PASSAGE SHOWN:
----

On Sat, 2008-03-15 at 16:03 +0530, Senaka Fernando wrote:
> Hi Manjula,
> 
> Please read my reply inline.
> 
> > Hi Senaka,
> >
> > I am confused here. I think you are taking the discussion to the
> > beginning. Because in the receiving side we read till the end of the
> > stream. Please see my first mail.
> 
> No I'm not taking the discussion to the starting point. I'm rather
> proposing an alternative implementation. According to what I mention here,
> we will rather still read till the end of the stream. But, we will not
> buffer everything we read into memory. We will flush the buffer to a file
> once it exceeds a threshold. However, when we read beyond the buffer size,
> we will not directly copy the entire content to file without parsing it.
> Instead we will use our fixed-sized buffer to temporarily store the
> content before being flushed and then parse it and write it to file. Thus,
> the file will contain only the binary part. It will not contain the
> "--MIMEBoundary" statements etc. These, along with the file name(s) can be
> stored into the parsed attachment object created. Thus, the memory
> consumption will be limited to the size of the fixed buffer and we will
> use the file for storage. This mechanism gives us the added plus of not
> having to worry about re-parsing what is written to file as it has already
> being parsed once. Please note that MIME parsing DOES NOT require us to
> store the entire content in memory.

For me this is same as what Thilina is saying. So again I need to ask
the question what happened when the mime boundary is divided between two
reads.

----

PROVIDED INFORMATION:
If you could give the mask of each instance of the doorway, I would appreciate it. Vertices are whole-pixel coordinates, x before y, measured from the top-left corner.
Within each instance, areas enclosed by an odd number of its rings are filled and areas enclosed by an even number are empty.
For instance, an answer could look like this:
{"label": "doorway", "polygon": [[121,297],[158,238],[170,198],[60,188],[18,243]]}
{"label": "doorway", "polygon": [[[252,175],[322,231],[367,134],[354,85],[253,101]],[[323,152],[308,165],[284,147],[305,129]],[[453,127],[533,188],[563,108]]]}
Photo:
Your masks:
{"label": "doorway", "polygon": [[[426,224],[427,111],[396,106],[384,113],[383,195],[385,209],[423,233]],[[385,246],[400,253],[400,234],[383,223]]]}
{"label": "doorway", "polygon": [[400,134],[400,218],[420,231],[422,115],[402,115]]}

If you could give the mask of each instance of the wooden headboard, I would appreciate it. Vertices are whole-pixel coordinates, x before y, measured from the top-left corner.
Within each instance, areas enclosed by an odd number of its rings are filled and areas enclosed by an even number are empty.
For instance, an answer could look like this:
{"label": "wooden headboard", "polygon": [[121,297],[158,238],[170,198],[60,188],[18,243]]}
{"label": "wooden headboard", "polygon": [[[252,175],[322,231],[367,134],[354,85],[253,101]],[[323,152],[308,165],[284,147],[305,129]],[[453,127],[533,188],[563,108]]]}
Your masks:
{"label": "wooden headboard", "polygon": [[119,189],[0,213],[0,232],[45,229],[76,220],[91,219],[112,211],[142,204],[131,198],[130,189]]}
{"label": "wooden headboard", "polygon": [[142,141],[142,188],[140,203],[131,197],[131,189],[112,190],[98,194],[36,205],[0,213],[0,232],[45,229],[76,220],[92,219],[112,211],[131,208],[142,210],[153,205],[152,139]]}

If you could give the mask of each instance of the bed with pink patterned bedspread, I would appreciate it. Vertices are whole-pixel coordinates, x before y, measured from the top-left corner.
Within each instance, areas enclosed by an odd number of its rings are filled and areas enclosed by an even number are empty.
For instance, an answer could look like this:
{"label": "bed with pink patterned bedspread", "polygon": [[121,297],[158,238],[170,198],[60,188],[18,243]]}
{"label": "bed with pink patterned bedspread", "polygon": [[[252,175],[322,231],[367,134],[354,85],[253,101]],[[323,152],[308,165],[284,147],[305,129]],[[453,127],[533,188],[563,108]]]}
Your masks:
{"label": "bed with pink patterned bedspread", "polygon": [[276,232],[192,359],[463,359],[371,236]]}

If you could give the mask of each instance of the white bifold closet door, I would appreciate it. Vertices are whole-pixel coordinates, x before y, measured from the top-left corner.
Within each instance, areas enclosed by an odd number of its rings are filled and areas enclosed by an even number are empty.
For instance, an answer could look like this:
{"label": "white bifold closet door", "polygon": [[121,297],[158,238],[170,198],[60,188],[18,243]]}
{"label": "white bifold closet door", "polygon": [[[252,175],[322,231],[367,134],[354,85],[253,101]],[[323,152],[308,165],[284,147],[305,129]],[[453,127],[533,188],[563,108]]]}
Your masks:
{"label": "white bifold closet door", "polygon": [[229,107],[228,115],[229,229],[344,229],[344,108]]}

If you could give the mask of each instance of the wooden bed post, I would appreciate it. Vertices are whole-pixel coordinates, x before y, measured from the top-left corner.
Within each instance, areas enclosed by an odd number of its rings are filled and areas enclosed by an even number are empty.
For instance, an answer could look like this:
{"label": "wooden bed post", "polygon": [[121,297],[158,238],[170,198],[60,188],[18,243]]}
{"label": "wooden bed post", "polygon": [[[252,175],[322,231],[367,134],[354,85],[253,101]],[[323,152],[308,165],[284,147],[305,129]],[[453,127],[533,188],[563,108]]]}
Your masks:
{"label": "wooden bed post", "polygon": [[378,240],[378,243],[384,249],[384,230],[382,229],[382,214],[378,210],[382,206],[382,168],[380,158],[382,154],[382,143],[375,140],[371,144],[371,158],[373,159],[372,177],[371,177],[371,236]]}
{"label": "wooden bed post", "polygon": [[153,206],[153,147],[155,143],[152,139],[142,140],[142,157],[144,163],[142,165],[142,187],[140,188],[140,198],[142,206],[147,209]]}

----

SHORT TASK: Retype the full mailing-list message above about buffering MIME attachments, keeping every line and quote marker unchanged.

TASK SOLUTION:
On Sat, 2008-03-15 at 16:03 +0530, Senaka Fernando wrote:
> Hi Manjula,
> 
> Please read my reply inline.
> 
> > Hi Senaka,
> >
> > I am confused here. I think you are taking the discussion to the
> > beginning. Because in the receiving side we read till the end of the
> > stream. Please see my first mail.
> 
> No I'm not taking the discussion to the starting point. I'm rather
> proposing an alternative implementation. According to what I mention here,
> we will rather still read till the end of the stream. But, we will not
> buffer everything we read into memory. We will flush the buffer to a file
> once it exceeds a threshold. However, when we read beyond the buffer size,
> we will not directly copy the entire content to file without parsing it.
> Instead we will use our fixed-sized buffer to temporarily store the
> content before being flushed and then parse it and write it to file. Thus,
> the file will contain only the binary part. It will not contain the
> "--MIMEBoundary" statements etc. These, along with the file name(s) can be
> stored into the parsed attachment object created. Thus, the memory
> consumption will be limited to the size of the fixed buffer and we will
> use the file for storage. This mechanism gives us the added plus of not
> having to worry about re-parsing what is written to file as it has already
> being parsed once. Please note that MIME parsing DOES NOT require us to
> store the entire content in memory.

For me this is same as what Thilina is saying. So again I need to ask
the question what happened when the mime boundary is divided between two
reads.